> **EXTRAIT**:
■ ■ ■ ■
Colloque 2012 Le Compte Rendu

L’AFPLI remercie tout particulièrement Mesdames BELIN et ROUSSEAU, enseignantes au sein du C.A.S.N.A.V.) (Centre Académique pour la Scolarisation des Nouveaux Arrivants et des Voyageurs). Elles sont rédactrices du compte rendu du colloque « Migration et histoires personnellles ». Nous vous invitons à en prendre connaissance et à le diffuser largement.

COLLOQUE PALAIS DUCAL « MIGRATION ET HISTOIRE PERSONNELLE » 20/03/2012

L’introduction est faite par les membres de l’AFPLI (Mme POITOU et M. BRUN).

Présentation des 2 intervenantes :

· Ivy DAURE, Docteur en psychologie (Toulouse / Bordeaux), auteure de « Familles entre deux cultures » (Fabert)

· Elise PESTRE, psychoclinicienne à l’université de Paris Diderot et chargée de recherche, auteure de « La vie

psychique des réfugiés » (Payot)
■ ■ ■ ■
> **LISTE FOURNIE**:
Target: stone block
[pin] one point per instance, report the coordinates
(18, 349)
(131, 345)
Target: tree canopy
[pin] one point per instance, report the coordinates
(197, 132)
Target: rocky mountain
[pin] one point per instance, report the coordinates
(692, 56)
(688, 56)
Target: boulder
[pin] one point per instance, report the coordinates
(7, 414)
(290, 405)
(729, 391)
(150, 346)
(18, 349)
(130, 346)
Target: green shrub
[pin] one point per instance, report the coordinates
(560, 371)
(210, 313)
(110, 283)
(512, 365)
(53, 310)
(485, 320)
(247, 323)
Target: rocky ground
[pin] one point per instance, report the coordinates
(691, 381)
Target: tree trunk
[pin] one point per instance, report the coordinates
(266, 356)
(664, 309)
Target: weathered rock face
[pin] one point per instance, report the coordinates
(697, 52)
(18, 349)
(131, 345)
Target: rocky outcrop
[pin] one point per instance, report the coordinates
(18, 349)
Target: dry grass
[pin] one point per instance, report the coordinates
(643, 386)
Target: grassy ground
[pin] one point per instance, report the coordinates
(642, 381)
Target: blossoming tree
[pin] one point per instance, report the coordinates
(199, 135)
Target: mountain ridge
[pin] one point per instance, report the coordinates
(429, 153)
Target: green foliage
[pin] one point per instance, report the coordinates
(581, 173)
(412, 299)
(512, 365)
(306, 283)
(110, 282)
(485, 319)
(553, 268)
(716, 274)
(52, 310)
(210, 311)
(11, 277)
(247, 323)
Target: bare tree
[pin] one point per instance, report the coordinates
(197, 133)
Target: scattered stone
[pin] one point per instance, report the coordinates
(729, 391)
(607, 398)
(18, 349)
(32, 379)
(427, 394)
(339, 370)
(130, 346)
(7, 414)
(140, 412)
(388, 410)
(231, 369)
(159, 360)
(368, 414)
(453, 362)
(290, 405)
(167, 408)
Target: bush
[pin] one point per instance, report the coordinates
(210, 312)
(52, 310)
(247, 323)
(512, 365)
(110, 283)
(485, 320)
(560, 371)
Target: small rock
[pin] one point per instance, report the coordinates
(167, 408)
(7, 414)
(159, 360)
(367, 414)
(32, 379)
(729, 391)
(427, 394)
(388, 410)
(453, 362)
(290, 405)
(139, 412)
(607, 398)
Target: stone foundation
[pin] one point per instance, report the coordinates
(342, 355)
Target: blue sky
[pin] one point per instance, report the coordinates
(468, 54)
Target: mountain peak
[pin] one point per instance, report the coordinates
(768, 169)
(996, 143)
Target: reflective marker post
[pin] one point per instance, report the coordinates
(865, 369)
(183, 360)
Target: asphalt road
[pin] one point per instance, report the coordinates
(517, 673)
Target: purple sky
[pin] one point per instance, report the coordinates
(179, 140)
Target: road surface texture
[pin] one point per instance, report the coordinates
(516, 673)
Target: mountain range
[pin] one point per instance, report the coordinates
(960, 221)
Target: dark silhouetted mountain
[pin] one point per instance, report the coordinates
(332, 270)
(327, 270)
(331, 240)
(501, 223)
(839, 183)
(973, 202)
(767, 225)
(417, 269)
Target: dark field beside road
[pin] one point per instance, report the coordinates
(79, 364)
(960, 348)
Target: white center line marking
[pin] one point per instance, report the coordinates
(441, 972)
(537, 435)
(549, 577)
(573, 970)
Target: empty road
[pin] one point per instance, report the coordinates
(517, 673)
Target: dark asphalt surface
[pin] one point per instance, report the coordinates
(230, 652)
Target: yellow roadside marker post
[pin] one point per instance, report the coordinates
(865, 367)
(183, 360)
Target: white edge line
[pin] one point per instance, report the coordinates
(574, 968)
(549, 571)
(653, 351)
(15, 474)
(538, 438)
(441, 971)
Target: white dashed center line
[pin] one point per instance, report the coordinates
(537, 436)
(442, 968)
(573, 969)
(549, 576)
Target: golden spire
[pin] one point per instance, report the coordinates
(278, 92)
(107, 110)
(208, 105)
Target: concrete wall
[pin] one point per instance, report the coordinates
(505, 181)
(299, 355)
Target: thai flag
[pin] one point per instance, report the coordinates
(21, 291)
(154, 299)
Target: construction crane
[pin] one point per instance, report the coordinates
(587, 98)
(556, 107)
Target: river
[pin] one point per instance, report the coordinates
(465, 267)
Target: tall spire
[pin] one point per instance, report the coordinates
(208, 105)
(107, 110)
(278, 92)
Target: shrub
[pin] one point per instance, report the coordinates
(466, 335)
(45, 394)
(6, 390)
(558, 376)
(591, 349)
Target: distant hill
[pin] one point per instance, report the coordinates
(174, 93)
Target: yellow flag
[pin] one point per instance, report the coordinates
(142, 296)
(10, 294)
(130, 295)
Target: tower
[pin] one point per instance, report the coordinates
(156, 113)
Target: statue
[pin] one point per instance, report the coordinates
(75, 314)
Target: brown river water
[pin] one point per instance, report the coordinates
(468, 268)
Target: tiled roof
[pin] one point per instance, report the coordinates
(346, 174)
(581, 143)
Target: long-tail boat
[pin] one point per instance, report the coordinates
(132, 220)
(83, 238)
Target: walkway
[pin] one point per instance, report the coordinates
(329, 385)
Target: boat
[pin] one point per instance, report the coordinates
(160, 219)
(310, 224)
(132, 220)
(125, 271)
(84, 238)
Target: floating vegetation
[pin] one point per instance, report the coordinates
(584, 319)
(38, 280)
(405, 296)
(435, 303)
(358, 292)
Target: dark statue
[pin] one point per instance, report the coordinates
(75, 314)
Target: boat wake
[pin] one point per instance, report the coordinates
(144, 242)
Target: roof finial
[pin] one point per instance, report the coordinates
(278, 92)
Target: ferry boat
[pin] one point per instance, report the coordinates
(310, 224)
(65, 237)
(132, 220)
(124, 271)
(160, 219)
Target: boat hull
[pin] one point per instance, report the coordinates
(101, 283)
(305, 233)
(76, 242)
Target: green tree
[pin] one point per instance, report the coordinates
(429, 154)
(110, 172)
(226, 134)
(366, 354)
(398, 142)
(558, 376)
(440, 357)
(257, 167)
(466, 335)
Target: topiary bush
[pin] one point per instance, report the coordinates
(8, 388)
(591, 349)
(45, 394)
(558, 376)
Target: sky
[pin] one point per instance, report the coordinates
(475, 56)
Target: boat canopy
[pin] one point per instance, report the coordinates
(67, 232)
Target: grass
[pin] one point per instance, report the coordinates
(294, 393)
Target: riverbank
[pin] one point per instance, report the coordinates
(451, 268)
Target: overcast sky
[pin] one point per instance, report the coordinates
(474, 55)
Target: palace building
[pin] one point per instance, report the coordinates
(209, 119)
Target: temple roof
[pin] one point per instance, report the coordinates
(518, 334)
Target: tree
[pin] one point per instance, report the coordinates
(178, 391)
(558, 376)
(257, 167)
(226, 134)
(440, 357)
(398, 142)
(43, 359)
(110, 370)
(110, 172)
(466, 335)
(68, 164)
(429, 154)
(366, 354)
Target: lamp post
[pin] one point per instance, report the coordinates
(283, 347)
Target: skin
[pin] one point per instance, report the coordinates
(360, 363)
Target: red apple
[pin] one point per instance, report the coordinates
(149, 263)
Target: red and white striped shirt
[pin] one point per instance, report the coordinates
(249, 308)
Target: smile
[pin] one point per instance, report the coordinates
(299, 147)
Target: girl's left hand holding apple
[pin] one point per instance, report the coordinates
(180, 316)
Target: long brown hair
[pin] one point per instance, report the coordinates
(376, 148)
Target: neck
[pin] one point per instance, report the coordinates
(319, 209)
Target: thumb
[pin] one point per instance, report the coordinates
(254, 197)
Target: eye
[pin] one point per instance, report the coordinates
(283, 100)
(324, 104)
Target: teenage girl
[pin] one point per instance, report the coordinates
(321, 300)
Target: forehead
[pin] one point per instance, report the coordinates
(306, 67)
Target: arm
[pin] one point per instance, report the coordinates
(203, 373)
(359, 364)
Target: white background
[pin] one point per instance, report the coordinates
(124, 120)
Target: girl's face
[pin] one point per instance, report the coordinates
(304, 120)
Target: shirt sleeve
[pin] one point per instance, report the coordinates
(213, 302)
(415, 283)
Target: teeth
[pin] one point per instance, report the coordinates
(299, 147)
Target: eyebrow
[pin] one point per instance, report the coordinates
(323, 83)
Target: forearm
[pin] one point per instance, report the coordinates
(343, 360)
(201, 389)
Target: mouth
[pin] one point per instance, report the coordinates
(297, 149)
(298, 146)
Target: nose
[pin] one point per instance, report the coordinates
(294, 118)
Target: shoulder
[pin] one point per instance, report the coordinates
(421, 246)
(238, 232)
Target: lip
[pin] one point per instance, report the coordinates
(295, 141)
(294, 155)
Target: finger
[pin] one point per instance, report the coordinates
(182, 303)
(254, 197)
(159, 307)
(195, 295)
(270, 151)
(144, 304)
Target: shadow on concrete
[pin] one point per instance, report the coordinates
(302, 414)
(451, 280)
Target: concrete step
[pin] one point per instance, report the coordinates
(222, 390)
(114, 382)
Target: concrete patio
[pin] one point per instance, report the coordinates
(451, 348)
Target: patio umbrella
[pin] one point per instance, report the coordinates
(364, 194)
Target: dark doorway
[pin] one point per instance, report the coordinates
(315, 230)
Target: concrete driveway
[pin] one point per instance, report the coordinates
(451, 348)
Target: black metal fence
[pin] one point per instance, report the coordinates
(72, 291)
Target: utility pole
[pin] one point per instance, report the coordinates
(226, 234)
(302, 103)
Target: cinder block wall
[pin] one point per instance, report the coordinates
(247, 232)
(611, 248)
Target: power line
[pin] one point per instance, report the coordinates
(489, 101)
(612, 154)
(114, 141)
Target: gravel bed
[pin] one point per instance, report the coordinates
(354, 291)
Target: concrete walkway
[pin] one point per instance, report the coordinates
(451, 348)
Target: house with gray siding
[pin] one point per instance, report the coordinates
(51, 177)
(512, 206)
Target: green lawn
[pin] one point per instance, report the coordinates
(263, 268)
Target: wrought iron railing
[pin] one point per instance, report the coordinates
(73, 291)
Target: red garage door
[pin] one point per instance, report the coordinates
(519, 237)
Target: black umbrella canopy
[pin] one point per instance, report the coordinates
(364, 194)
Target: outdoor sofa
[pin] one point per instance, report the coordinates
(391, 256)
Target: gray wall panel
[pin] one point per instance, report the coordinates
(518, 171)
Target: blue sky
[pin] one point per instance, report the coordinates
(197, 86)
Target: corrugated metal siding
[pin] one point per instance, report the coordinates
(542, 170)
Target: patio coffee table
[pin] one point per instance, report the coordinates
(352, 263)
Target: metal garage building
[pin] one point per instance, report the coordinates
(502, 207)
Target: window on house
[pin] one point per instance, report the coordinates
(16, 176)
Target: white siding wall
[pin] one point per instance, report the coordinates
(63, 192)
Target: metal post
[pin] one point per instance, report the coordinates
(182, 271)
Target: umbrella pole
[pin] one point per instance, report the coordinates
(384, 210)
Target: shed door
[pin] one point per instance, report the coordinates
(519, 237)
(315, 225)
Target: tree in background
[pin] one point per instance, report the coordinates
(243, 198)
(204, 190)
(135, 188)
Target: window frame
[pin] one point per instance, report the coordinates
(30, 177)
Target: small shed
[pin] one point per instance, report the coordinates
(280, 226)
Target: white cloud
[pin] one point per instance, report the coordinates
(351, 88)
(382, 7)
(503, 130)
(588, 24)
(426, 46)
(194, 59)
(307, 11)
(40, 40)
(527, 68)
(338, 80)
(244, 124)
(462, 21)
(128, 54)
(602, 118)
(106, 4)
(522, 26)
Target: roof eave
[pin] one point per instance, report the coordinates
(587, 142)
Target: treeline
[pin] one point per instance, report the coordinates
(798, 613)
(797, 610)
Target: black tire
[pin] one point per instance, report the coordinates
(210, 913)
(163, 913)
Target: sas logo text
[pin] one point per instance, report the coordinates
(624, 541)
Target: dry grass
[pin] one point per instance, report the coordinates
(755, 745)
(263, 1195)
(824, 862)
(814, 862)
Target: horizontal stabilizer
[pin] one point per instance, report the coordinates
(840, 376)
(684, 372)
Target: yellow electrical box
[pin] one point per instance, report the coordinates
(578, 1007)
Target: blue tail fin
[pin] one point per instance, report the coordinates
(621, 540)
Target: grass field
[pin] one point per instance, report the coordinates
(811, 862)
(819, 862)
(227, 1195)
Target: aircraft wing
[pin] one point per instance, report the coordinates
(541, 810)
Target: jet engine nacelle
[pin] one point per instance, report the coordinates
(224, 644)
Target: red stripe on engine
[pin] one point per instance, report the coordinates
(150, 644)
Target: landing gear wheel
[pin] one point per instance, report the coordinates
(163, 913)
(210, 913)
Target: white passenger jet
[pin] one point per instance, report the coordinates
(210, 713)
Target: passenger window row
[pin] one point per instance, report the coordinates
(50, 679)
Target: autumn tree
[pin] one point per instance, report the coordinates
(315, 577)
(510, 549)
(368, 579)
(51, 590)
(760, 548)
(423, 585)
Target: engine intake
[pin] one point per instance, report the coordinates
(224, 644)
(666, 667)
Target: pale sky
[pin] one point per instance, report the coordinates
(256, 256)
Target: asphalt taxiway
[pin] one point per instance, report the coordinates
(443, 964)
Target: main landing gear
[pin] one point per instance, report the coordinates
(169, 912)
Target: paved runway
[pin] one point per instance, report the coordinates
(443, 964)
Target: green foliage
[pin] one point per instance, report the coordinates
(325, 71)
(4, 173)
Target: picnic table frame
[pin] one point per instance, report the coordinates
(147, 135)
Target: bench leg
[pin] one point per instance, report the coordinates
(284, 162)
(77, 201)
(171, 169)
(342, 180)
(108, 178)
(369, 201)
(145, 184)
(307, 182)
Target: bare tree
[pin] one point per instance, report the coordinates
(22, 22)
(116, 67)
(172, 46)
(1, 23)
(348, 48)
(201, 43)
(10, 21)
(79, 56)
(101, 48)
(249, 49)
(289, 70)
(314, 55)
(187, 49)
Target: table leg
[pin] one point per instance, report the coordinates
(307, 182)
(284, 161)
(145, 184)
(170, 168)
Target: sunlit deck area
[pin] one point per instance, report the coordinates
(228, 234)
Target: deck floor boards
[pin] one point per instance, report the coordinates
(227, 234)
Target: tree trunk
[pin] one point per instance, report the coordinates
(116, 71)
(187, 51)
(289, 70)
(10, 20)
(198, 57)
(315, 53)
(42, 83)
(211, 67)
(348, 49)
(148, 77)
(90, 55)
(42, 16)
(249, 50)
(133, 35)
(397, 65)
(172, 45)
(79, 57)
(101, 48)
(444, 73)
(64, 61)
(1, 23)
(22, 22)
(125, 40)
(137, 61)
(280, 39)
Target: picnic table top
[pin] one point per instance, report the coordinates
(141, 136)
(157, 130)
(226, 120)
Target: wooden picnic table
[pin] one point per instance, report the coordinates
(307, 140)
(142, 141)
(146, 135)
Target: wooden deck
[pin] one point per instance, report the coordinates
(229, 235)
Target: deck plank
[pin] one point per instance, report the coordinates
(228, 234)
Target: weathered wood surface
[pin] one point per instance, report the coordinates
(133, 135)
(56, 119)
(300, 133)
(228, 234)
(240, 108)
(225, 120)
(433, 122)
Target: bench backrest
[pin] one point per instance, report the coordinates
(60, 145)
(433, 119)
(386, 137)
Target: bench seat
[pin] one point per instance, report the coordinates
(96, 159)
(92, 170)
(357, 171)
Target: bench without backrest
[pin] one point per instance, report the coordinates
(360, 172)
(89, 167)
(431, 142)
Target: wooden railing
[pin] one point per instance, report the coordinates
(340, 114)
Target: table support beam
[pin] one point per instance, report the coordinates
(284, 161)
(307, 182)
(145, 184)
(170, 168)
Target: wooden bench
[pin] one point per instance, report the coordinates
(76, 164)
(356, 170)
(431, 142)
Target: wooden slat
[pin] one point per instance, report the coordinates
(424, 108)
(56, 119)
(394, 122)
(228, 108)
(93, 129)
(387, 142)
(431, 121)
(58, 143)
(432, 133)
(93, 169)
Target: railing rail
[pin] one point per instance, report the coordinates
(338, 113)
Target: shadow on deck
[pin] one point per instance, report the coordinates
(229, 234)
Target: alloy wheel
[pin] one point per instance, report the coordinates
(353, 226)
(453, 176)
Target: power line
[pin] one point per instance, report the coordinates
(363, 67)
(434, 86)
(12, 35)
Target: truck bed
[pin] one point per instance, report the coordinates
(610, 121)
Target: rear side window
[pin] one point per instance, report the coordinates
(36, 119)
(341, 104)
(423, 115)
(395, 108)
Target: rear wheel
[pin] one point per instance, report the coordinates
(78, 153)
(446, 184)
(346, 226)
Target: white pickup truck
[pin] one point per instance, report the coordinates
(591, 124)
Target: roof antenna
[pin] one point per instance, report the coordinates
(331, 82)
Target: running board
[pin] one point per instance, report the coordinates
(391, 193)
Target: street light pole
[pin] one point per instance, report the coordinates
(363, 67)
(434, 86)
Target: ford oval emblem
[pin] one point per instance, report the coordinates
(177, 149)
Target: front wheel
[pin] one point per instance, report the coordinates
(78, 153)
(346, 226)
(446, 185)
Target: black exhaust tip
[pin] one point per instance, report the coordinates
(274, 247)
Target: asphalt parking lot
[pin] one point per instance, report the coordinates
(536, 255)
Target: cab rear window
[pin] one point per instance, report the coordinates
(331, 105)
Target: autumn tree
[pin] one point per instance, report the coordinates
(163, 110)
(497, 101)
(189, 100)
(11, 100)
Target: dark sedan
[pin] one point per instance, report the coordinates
■ ■ ■ ■
> **CONSIGNES**:
**A.** Reformulez sous forme de liste le paragraphe de l'extrait qui débute par « L’AFPLI remercie tout particulièrement ». Conservez-en les faits principaux.
**B.** Pour chaque affirmation, dites par oui ou par non si elle concorde avec l'extrait, et citez les mots de l'extrait qui tranchent. (i) Des membres de l’AFPLI assurent l’introduction du colloque. (ii) Le colloque réunit trois intervenantes. (iii) Elise Pestre est chargée de recherche.

> **RÉPONSES DONNÉES**:
**A.**
- L’AFPLI remercie Mmes Belin et Rousseau, enseignantes au Centre Académique pour la Scolarisation des Nouveaux Arrivants et des Voyageurs (C.A.S.N.A.V.).
- Elles ont rédigé le compte rendu du colloque consacré à la migration et aux histoires personnelles.
- Les lecteurs sont invités à lire ce compte rendu et à le diffuser largement.

**B.**
(i) Oui : « L’introduction est faite par les membres de l’AFPLI (Mme POITOU et M. BRUN) ».
(ii) Non : « Présentation des 2 intervenantes ».
(iii) Oui : « psychoclinicienne à l’université de Paris Diderot et chargée de recherche ».